_Source text_
* * * * *

In an example implementation of this embodiment, after the second matrix is split into the first preset quantity of matrix blocks, the matrix blocks to be operated with the first matrix can be stored in the buffer space for subsequent operations. That is, before invoking a Montgomery modular multiplication and addition instruction to perform an operation on an element included in the first matrix and an element included in a jth matrix block to obtain a matrix block operation result corresponding to the jth matrix block, the data processing method further comprises:
In the embodiments of the present disclosure, after the first matrix and the second matrix are determined, the second matrix can be split into a first preset quantity of matrix blocks, and then the matrix blocks to be operated can be stored in the buffer space, so that the first matrix can be operated separately with the data block subsequently. The original element in the matrix block can be covered with a result of the operation with the first matrix, that is, the data block stored in the buffer space is updated, and the data stored in the buffer space is continuously used, which makes full use of the reusability of data in the matrix multiplication algorithm. A quantity of columns in the matrix blocks stored in the buffer space is the maximum quantity of matrix columns which can be stored in the buffer space, so that the saving of the storage resource overhead is maximized.
Step S204: invoking a Montgomery modular multiplication and addition instruction to perform an operation on an element included in the first matrix and an element included in a jth matrix block to obtain a matrix block operation result corresponding to the jth matrix block. For example, j starts from 1.
The Montgomery modular multiplication and addition instruction is a predefined dedicated instruction, which can implement the multiplication and addition operations of the Montgomery domain simultaneously. The Montgomery domain is formed by converting a constant domain through Montgomery modular multiplication calculation. It should be noted that modular multiplication requires multiplication and division operations, and the operation is complicated. The Montgomery algorithm converts modular multiplication into multiplication, addition, displacement, and other operations.
For example, on the basis of splitting the second matrix into a first preset quantity of matrix blocks, further, a Montgomery modular multiplication and addition instruction can be invoked to perform an operation on an element included in the first matrix and an element included in a jth matrix block to obtain a matrix block operation result corresponding to the jth matrix block. For example, j starts from 1. In addition, the Montgomery modular multiplication and addition instruction is a predefined dedicated instruction, which can implement the multiplication and addition operations of the Montgomery domain simultaneously.
In an example implementation of this embodiment, the Montgomery modular multiplication and addition instruction can be customized in advance to implement an operation before the first matrix and each of the matrix blocks. That is, before the Montgomery modular multiplication and addition instruction is invoked to perform an operation on an element included in the first matrix and an element included in a jth matrix block to obtain a matrix block operation result corresponding to the jth matrix block, the data processing method further comprises:
setting the Montgomery modular multiplication and addition instruction, wherein the Montgomery modular multiplication and addition instruction comprises an operation type identifier, a first source operand, a second source operand, a third source operand, and a target operand.
For example, the operation type identifier can be an operation type to be implemented by the Montgomery modular multiplication and addition instruction, for example, the operation type identifier can be multiplication and addition operation, multiplication operation, and addition operation. The first source operand, the second source operand, and the third source operand can be a data source requiring an operation performed by a Montgomery modular multiplication and addition instruction. The target operand may be a result obtained by performing a corresponding operation, i.e., an operation result.

* * * * *

_Supplied entries_

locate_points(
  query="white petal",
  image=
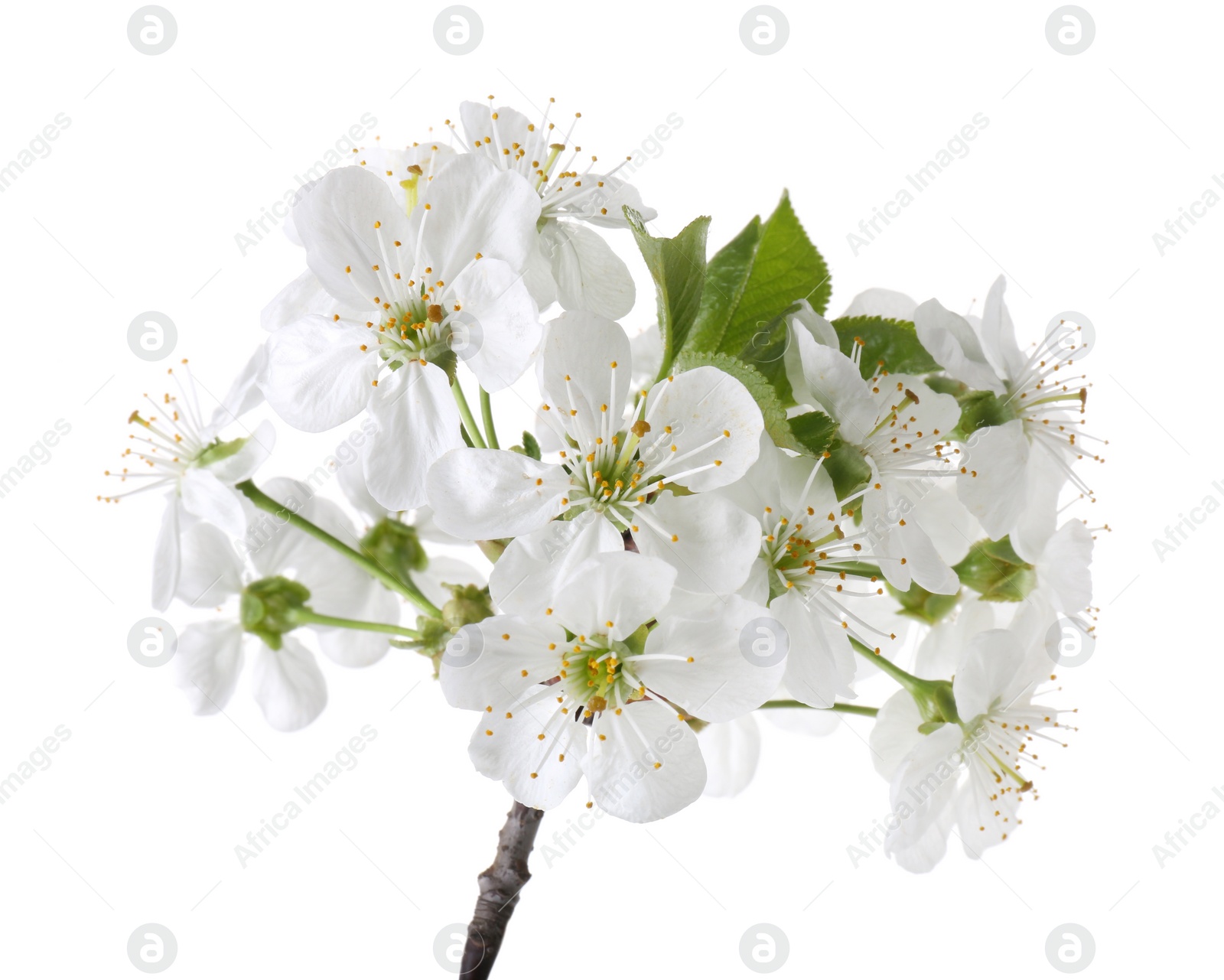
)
(999, 334)
(1063, 571)
(497, 333)
(993, 674)
(1044, 480)
(207, 663)
(715, 542)
(245, 393)
(348, 223)
(211, 568)
(824, 377)
(418, 422)
(994, 490)
(926, 783)
(534, 749)
(881, 302)
(474, 207)
(715, 677)
(648, 357)
(301, 296)
(485, 661)
(250, 457)
(526, 577)
(167, 563)
(206, 497)
(950, 340)
(622, 771)
(731, 751)
(577, 375)
(289, 686)
(715, 428)
(807, 318)
(490, 493)
(895, 733)
(317, 376)
(820, 665)
(588, 273)
(612, 594)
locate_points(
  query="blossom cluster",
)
(747, 506)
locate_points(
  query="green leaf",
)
(812, 435)
(894, 341)
(814, 431)
(752, 279)
(982, 409)
(679, 269)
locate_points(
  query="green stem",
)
(305, 616)
(936, 698)
(869, 712)
(469, 422)
(408, 590)
(905, 679)
(487, 414)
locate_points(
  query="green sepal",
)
(894, 341)
(267, 607)
(396, 547)
(993, 569)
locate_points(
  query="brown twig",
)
(500, 886)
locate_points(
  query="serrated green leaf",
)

* * * * *

_Required tasks_
A) In the Montgomery instruction text, what does the Montgomery algorithm turn modular multiplication into?
B) Please extract the part of the Montgomery instruction text starting with "Step S204: invoking" and going on through "and other operations.".
C) Continue the Montgomery instruction text from the point where it stops.

_Task answers_
A) Multiplication, addition, displacement, and other operations.

B)
Step S204: invoking a Montgomery modular multiplication and addition instruction to perform an operation on an element included in the first matrix and an element included in a jth matrix block to obtain a matrix block operation result corresponding to the jth matrix block. For example, j starts from 1.
The Montgomery modular multiplication and addition instruction is a predefined dedicated instruction, which can implement the multiplication and addition operations of the Montgomery domain simultaneously. The Montgomery domain is formed by converting a constant domain through Montgomery modular multiplication calculation. It should be noted that modular multiplication requires multiplication and division operations, and the operation is complicated. The Montgomery algorithm converts modular multiplication into multiplication, addition, displacement, and other operations.

C)
In the present disclosure, a dedicated instruction for performing an operation on the first matrix and the second matrix, that is, a Montgomery modular multiplication and addition instruction, may be customized in advance. Subsequently, the multiplication and addition operations of the Montgomery domain can be simultaneously implemented through a customized Montgomery modular multiplication and addition instruction to perform a complex operation between an element included in the first matrix and an element included in a jth matrix block, so as to obtain a target matrix after the final matrix multiplication operation, which effectively uses the advantages of batch processing of the Montgomery modular multiplication and addition instruction, and improves the operation efficiency of a processor performing a matrix multiplication operation, so that the data processing efficiency is improved, and the operation time of performing modular multiplication operation on a matrix is saved.
In an example implementation of this embodiment, an implementation process of invoking a Montgomery modular multiplication and addition instruction to perform an operation on an element included in the first matrix and an element included in a jth matrix block to obtain a matrix block operation result corresponding to the jth matrix block can be as follows:
It should be noted that after the second matrix is split into the first preset quantity of matrix blocks, the matrix blocks to be operated with the first matrix can be stored in the buffer space. Therefore, when the first matrix and a matrix block need to be operated, the corresponding data block can be obtained from the buffer space, and then the subsequent operation is performed.
Step S2042: performing an operation on all elements in an ith row of the first matrix and the element included in the jth matrix block to obtain a target intermediate result corresponding to the ith row. For example, i starts from 1.
Step S2043: judging whether i is equal to the second preset quantity; if not, performing step S2044; and if so, performing step S2045.
Step S2044: determining the target intermediate result corresponding to the ith row as the initial intermediate result, increasing i by 1, and continuing to perform the step S2042.
Step S2045: determining the target intermediate result corresponding to the ith row as the matrix block operation result corresponding to the jth matrix block.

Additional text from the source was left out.